### What is required
Every line of the data must be copied exactly.

[start of Supplied records]

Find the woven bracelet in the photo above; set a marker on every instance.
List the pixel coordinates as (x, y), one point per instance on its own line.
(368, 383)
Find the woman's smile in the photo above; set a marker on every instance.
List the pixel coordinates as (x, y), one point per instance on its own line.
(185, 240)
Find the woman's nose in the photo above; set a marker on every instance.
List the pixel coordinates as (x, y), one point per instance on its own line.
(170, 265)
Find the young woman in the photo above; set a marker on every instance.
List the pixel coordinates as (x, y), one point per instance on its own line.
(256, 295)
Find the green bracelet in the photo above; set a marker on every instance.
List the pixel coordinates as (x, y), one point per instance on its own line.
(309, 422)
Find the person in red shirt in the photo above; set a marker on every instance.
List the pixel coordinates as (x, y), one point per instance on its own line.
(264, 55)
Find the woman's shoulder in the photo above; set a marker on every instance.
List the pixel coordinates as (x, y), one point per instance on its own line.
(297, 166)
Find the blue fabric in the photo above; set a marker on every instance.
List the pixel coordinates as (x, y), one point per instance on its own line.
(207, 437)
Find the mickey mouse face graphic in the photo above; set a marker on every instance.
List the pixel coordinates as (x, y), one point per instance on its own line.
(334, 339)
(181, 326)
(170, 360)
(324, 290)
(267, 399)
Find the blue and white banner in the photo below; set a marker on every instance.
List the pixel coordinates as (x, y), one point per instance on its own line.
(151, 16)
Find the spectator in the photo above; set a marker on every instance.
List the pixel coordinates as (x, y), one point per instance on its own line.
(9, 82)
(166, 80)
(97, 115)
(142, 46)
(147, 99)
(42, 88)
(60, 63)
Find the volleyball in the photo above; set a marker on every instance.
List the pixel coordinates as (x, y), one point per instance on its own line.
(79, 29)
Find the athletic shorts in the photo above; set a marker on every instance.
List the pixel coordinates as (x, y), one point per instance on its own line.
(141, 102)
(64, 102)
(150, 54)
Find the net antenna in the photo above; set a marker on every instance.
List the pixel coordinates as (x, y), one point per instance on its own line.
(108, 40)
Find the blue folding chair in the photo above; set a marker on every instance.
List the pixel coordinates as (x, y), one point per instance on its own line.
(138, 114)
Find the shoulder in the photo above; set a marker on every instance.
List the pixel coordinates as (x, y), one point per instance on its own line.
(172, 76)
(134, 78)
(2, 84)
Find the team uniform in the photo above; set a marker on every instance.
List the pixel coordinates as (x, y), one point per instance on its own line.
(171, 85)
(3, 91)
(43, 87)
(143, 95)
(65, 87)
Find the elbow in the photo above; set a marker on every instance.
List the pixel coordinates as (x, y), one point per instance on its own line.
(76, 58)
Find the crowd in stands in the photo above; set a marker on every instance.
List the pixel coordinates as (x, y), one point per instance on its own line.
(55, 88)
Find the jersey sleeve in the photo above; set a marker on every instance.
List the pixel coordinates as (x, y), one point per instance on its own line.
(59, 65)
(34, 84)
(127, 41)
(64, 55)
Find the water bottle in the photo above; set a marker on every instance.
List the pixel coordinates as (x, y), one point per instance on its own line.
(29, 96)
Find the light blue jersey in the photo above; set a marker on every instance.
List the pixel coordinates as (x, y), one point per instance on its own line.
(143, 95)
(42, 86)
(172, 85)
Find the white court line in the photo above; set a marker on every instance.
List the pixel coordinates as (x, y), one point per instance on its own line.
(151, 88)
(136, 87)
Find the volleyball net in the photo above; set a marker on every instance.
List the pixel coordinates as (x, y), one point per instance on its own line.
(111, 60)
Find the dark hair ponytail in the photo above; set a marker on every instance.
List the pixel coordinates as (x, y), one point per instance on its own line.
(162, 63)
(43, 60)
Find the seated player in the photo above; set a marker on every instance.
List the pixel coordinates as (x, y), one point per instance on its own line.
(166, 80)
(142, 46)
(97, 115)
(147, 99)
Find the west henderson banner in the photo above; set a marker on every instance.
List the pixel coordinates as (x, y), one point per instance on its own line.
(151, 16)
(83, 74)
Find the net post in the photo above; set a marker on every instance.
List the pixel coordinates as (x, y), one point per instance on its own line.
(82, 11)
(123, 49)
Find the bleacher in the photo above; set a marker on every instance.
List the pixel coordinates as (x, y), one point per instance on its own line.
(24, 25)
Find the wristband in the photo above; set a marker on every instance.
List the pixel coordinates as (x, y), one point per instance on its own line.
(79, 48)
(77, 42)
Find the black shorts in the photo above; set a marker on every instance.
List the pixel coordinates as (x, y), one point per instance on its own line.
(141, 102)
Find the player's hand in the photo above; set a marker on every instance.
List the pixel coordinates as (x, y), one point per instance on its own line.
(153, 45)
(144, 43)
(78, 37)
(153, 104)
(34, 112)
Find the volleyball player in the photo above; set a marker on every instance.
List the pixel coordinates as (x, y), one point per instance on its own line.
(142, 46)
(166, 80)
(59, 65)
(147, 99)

[end of Supplied records]

### Response to this exercise
Find the woven bracelet in the photo above; set a marker on every instance.
List the pixel coordinates as (x, y), one point per instance on its own line.
(368, 383)
Find the woman's smile in the photo above; set a marker on every instance.
List the pixel coordinates as (x, y), one point per instance on its own line.
(185, 240)
Find the woman's nose in the photo above; set a marker on every instance.
List the pixel coordinates as (x, y), one point per instance on its own line.
(170, 265)
Find the young woman in the photo above; set a marker on every instance.
List the pixel coordinates as (x, y), one point per instance on its own line.
(256, 295)
Find the green bracelet in the photo above; set a marker on every instance.
List the pixel coordinates as (x, y), one point per instance on its own line.
(309, 422)
Find the person in red shirt in the photo above; set a marker on every instance.
List the pixel coordinates as (x, y), one point per instance on its own line.
(264, 55)
Find the woman's shoulder in the photo above; set a marker on every instance.
List the pixel coordinates as (x, y), one point per instance on its own line.
(297, 166)
Find the blue fabric in the photo above; set a marker on every instance.
List the pixel coordinates as (x, y), one point per instance on its own line.
(207, 437)
Find the mickey mouse face graphic in the photo above; set a marker on every instance.
List the pixel coordinates as (x, y), one point per instance on its own line.
(334, 339)
(181, 326)
(170, 360)
(324, 290)
(267, 399)
Find the blue and white banner in the photo below; set a marker on every instance.
List the pixel coordinates as (x, y), one point per instance on its own line.
(151, 16)
Find the spectator in the photo above; set a marker on every instance.
List the pixel coordinates as (x, y), one point per instance on its own line.
(9, 82)
(166, 80)
(97, 115)
(142, 46)
(147, 99)
(42, 88)
(60, 63)
Find the volleyball in the photo above; set a marker on every instance.
List the pixel coordinates as (x, y), one point per instance on its own line.
(79, 29)
Find the athletic shorts in the photo above; set a marker on every instance.
List the pixel coordinates as (x, y), one point per instance on its own line.
(141, 102)
(64, 102)
(150, 54)
Find the net antenna in the photo above; set a marker on every instance.
List the pixel coordinates as (x, y), one point per instance on its own line.
(108, 40)
Find the blue folding chair in the photo above; set a marker on every instance.
List the pixel coordinates as (x, y), one point per instance on its own line.
(138, 114)
Find the shoulder in the photo above; set a marker on every instance.
List the pixel coordinates as (x, y), one point per instance on its own line.
(172, 76)
(134, 78)
(2, 84)
Find the team uniform in the photo above; set a marker on every instance.
List the pixel coordinates as (x, y), one point per instance on its own line.
(171, 85)
(3, 91)
(43, 87)
(143, 95)
(65, 87)
Find the elbow in the photo above; set a marker on every instance.
List the pixel coordinates as (x, y), one point per instance on its own line.
(76, 58)
Find the crowd in stands in the photo above; set a marker on every instance.
List the pixel coordinates as (x, y), one point per instance on its own line.
(55, 88)
Find the jersey sleeve in the photo above; set a marker on every instance.
List the pixel coordinates as (x, y), one point per instance on its own line.
(59, 65)
(34, 84)
(127, 41)
(64, 55)
Find the water bottle in the photo above; set a marker on every instance.
List the pixel coordinates as (x, y), one point per instance on its own line.
(29, 96)
Find the light blue jersey in the photo above; set a marker on every instance.
List the pixel coordinates as (x, y), one point per instance on its own line.
(143, 95)
(42, 86)
(172, 85)
Find the white court line in the photo above; set a marker on every instance.
List the pixel coordinates as (x, y), one point per instance on its own line.
(151, 88)
(136, 87)
Find the volleyball net in the photo above; set a marker on every instance.
List the pixel coordinates as (x, y), one point per instance on its own line.
(111, 60)
Find the dark hair ponytail in the photo above; set a marker on every instance.
List the pixel coordinates as (x, y), one point per instance on its own line.
(162, 63)
(43, 60)
Find the seated player in the photo above; set a marker on every instance.
List the pixel coordinates as (x, y), one point per instance on its own line.
(166, 80)
(142, 46)
(97, 115)
(147, 99)
Find the west henderson banner in the photo above; set a marker on every instance.
List the pixel coordinates as (x, y), one point per instance on its own line.
(151, 16)
(83, 74)
Find the net post in the photo above; set a marker on every instance.
List the pixel coordinates as (x, y), one point per instance on its own line.
(82, 11)
(123, 49)
Find the bleacher in the photo above; set a marker on every instance.
List the pixel coordinates as (x, y), one point per instance on its own line.
(24, 25)
Find the wristband in the photo above; set a marker on every instance.
List the pixel coordinates as (x, y), one point per instance on its own line.
(79, 48)
(77, 42)
Find the black shorts in the photo above; set a marker on every instance.
List the pixel coordinates as (x, y), one point per instance on its own line.
(141, 102)
Find the player's hand in the photo above; set a marker on every instance.
List the pixel coordinates as (x, y), one point per instance on its own line.
(153, 45)
(144, 43)
(78, 37)
(153, 104)
(34, 112)
Find the volleyball player in the photo above; set a marker on every instance.
List the pixel coordinates as (x, y), one point per instance on its own line.
(142, 46)
(166, 80)
(59, 65)
(147, 99)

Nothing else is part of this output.